*EXERCISE INPUTS*
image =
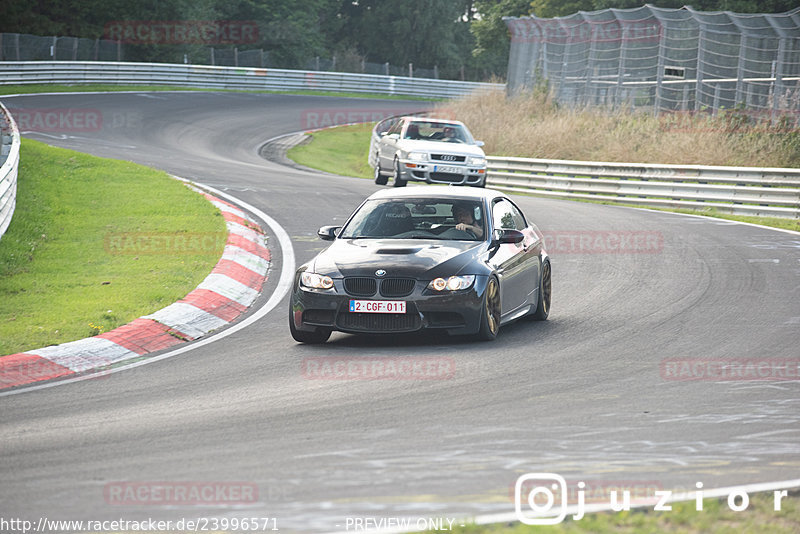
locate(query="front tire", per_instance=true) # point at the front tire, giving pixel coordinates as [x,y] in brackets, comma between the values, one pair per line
[490,312]
[313,337]
[380,179]
[545,294]
[398,181]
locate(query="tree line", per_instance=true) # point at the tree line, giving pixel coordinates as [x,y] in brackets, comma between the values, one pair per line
[460,37]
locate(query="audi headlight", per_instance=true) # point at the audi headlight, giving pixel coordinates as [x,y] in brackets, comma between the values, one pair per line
[453,283]
[316,281]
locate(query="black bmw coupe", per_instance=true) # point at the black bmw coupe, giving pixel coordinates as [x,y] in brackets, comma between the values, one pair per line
[460,260]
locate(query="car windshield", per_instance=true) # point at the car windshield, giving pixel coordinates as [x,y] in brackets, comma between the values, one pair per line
[418,218]
[437,131]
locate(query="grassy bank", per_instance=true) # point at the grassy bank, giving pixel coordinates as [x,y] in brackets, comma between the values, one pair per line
[534,126]
[714,518]
[342,150]
[95,243]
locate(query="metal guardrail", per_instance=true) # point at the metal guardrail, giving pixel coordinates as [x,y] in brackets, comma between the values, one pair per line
[215,77]
[765,192]
[9,163]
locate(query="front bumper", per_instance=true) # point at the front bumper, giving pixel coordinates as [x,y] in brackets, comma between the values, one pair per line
[457,312]
[430,172]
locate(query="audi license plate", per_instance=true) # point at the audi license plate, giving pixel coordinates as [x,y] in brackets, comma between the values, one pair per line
[447,168]
[378,306]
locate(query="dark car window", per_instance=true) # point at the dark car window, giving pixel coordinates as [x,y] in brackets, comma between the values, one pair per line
[417,218]
[386,125]
[437,131]
[396,127]
[506,216]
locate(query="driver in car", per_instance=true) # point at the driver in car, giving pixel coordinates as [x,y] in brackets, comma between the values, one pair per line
[462,213]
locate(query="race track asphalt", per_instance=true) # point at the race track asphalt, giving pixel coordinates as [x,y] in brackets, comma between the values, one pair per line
[585,394]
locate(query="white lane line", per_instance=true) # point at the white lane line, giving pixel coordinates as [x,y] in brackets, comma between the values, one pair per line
[284,284]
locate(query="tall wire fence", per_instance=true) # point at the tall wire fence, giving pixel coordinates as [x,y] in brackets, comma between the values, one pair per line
[661,59]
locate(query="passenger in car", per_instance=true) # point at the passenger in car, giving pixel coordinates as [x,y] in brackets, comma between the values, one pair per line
[412,132]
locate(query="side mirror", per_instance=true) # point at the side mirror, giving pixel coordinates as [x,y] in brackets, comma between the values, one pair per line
[328,233]
[508,236]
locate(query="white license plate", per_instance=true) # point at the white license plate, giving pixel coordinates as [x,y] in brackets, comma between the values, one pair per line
[377,306]
[447,168]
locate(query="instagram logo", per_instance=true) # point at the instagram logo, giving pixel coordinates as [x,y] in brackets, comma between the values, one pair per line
[540,487]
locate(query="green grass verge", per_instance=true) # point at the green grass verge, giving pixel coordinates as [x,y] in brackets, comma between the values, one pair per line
[94,243]
[45,88]
[343,150]
[715,518]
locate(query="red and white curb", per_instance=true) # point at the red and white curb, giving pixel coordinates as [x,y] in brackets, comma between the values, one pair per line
[233,285]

*DO THIS*
Rewrite as a numbered list only the lines of the records above that start at the one containing "the white license" and run through the last line of the records, including both ends. Leave out any blank lines.

*RESPONSE TO THE TASK*
1. locate(query="white license plate", per_instance=true) # point at the white license plate, giving pixel coordinates as [x,y] in brackets, comma between the values, one pair per line
2. [377,306]
3. [447,168]
4. locate(query="instagram logo", per_instance=true) # point at the instagram logo, giving pixel coordinates as [x,y] in brackets, comma between the values, one pair per line
5. [540,487]
6. locate(query="green grass verge", per_instance=true) # point at the green grass verge, giving pixel coordinates as [x,y] in brackets, comma between the values, one pair per line
7. [94,243]
8. [45,88]
9. [343,150]
10. [715,518]
11. locate(query="red and white curb", per_instance=true) # point at the red and white curb, giving pixel coordinates as [x,y] in brackets, comma between the values, one pair per line
12. [233,285]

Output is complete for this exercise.